[Task details]
Show every line of the records below that contains the string "right".

>> begin Data shown

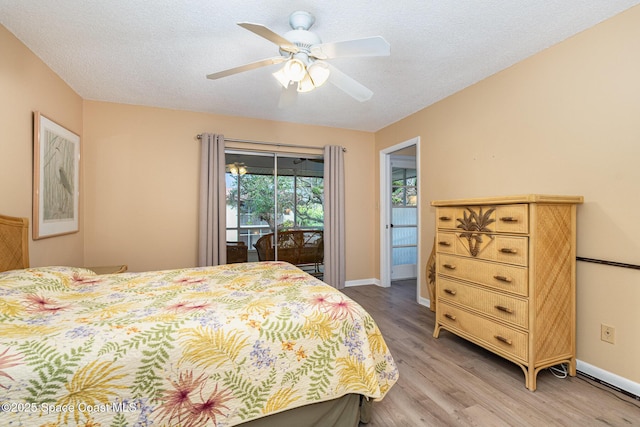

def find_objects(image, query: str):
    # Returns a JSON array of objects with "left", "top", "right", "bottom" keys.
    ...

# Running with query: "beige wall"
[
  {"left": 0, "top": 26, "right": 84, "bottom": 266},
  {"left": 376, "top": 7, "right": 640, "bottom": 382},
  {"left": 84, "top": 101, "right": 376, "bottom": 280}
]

>> end Data shown
>> begin Data shown

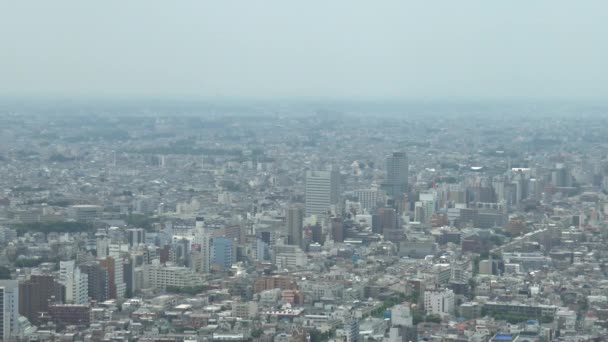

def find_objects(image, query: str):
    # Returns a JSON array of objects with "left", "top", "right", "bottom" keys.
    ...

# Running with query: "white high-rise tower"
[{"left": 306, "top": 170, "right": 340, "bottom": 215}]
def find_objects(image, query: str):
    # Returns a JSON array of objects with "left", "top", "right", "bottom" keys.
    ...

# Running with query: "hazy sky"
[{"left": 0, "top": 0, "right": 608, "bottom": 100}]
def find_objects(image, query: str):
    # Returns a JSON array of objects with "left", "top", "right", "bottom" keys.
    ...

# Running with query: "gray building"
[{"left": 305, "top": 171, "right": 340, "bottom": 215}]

>> end Data shown

[The completed task]
    # Returns a JSON array of objects with "left", "top", "right", "bottom" keys.
  {"left": 0, "top": 26, "right": 84, "bottom": 266},
  {"left": 376, "top": 7, "right": 640, "bottom": 382},
  {"left": 84, "top": 101, "right": 376, "bottom": 280}
    # Returns a JSON array of objects with "left", "top", "right", "bottom" keys.
[{"left": 306, "top": 170, "right": 340, "bottom": 215}]
    # Returns a JSON array of objects with "left", "top", "right", "bottom" keys.
[{"left": 0, "top": 0, "right": 608, "bottom": 100}]
    # Returns a JSON array of objects with "left", "top", "right", "bottom" keys.
[{"left": 305, "top": 171, "right": 340, "bottom": 215}]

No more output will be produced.